**Do this:**
Find the line that contains "Spot the red menu in". Output it and every line after it to the end of the records, exactly as they appear.
— START Data provided —
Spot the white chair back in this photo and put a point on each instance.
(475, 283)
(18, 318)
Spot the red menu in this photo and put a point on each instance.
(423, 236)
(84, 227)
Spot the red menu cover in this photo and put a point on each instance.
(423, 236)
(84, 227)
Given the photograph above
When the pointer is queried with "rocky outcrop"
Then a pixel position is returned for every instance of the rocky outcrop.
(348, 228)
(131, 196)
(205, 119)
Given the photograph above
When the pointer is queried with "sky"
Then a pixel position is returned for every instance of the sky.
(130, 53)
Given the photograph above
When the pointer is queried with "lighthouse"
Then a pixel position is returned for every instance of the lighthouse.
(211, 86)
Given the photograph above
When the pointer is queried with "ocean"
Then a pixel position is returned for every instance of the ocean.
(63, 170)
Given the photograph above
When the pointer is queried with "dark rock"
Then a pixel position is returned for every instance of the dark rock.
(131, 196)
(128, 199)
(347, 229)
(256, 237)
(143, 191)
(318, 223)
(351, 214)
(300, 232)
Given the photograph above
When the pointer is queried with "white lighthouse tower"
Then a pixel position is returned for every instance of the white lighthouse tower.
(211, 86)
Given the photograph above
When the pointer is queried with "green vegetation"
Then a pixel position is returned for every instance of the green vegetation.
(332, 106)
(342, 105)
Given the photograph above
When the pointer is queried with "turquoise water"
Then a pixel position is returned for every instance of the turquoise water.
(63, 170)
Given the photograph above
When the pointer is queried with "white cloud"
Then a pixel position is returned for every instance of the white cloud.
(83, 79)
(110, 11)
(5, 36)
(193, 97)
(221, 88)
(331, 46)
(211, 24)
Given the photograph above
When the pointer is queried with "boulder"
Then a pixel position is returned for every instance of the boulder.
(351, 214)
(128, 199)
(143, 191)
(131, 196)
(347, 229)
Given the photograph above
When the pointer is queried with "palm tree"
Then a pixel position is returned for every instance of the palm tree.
— END Data provided —
**Output for this exercise:**
Spot the red menu in this photo and put a point on each instance.
(423, 236)
(84, 227)
Spot the red menu cover in this photo and put a point on each instance.
(423, 236)
(84, 227)
Given the photograph above
When the pointer is queried with "rocky outcrop"
Then a pixel position is returned for every instance of the rocky outcrop.
(348, 228)
(131, 196)
(205, 119)
Given the photograph above
When the pointer is queried with "sky"
Then a pixel position is returned for every instance of the sky.
(130, 53)
Given the photograph above
When the pointer is queried with "lighthouse"
Then a pixel position is returned for every instance of the lighthouse.
(211, 86)
Given the photograph above
When the pointer is queried with "ocean"
Then a pixel position is returned for every instance of the ocean.
(63, 170)
Given the photograph above
When the pointer is queried with "dark rock"
Then a pixel position is returned for every instance of the dark rock.
(131, 196)
(128, 199)
(347, 229)
(256, 237)
(143, 191)
(318, 223)
(351, 214)
(300, 232)
Given the photograph above
When the pointer is queried with "white lighthouse tower"
Then a pixel position is returned for every instance of the white lighthouse tower.
(211, 86)
Given the photograph above
When the pointer is queried with "green vegetation"
Then a pixel position is returned for every instance of the green vegetation.
(332, 106)
(342, 105)
Given the photograph above
When the pointer is queried with "turquoise water"
Then a pixel position is returned for every instance of the turquoise water.
(63, 170)
Given the photograph above
When the pointer is queried with "white cloud"
Then a pixel position is returned for every instance of the white cloud.
(83, 79)
(110, 11)
(5, 36)
(193, 97)
(221, 88)
(331, 46)
(211, 24)
Given the photograph above
When the pointer is queried with "boulder"
Then a pixel position is returned for every instance of the boulder.
(351, 214)
(128, 199)
(143, 191)
(131, 196)
(347, 229)
Given the photograph above
When the pointer is queried with "palm tree"
Then a pixel position is returned for every instance of the palm tree.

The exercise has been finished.